◆ Exercise prompt ◆
Skip the pictures. Transcribe the rest of the data below without changing a word.

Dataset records

********************

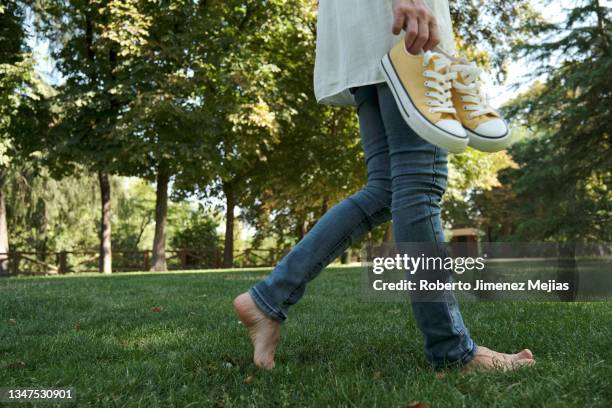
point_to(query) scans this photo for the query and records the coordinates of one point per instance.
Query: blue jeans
(406, 181)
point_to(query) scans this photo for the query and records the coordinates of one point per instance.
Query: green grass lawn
(172, 339)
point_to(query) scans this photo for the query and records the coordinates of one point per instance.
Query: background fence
(52, 263)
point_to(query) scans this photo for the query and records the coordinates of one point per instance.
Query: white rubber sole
(419, 123)
(489, 145)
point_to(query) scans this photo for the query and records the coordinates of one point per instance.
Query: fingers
(421, 39)
(412, 33)
(434, 37)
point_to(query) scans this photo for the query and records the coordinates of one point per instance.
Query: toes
(524, 354)
(524, 362)
(264, 363)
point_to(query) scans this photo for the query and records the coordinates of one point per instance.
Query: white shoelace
(440, 99)
(476, 101)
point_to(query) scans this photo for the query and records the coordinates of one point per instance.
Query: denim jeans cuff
(462, 361)
(265, 306)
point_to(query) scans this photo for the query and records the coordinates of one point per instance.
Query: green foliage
(563, 184)
(197, 231)
(45, 214)
(133, 215)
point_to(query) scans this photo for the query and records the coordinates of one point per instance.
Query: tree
(20, 108)
(94, 44)
(563, 182)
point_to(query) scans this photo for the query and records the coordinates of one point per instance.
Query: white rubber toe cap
(452, 127)
(492, 128)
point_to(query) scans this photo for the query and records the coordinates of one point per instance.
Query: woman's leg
(267, 303)
(419, 173)
(341, 226)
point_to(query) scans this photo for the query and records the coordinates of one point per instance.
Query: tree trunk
(228, 247)
(161, 217)
(4, 248)
(106, 256)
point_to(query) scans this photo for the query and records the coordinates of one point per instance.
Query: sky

********************

◆ Answer to the problem ◆
point_to(query) scans this photo for the query and records the coordinates of one point per instance.
Query: blue jeans
(406, 181)
point_to(query) scans this photo for the query and records the coordinates of one point per instance.
Query: green grass lawn
(172, 339)
point_to(query) scans this photo for the query and records the coordinates of one point per instance.
Query: background fence
(52, 263)
point_to(query) scans this photo for the query and records the coordinates of one point per instance.
Query: white rubber sole
(419, 123)
(489, 145)
point_to(query) scans this photo for the query and records the coordinates of one point per instance.
Query: fingers
(421, 39)
(412, 33)
(434, 37)
point_to(query) scans this photo for the query and records the coordinates of one point per instance.
Query: toes
(524, 354)
(524, 362)
(264, 363)
point_to(query) scans this photo for the query and records the coordinates of one point per instance.
Query: white shoelace
(440, 99)
(476, 101)
point_to(query) scans this photo for the query and records the coordinates of one point per instance.
Query: denim jeans cuff
(462, 361)
(265, 306)
point_to(query) scans this photo for the query and records the coordinates of one point per instance.
Query: green foliage
(563, 184)
(197, 231)
(45, 214)
(133, 215)
point_to(query) scans this photo for the query and records the coordinates of one point per instance.
Query: tree
(20, 108)
(94, 44)
(563, 182)
point_to(query) scans this photo for the query and records the coordinates of one point per instance.
Query: white rubber toe cap
(452, 127)
(492, 128)
point_to(query) scans this photo for the query and records the coordinates of one point per instance.
Query: woman's leg
(267, 303)
(419, 173)
(341, 226)
point_to(query) scans this photo for the query and records the coordinates of one point per instance.
Query: tree trunk
(228, 247)
(161, 217)
(4, 248)
(106, 256)
point_to(query) scans this photo for the query and records the coordinates of one point per instance.
Query: sky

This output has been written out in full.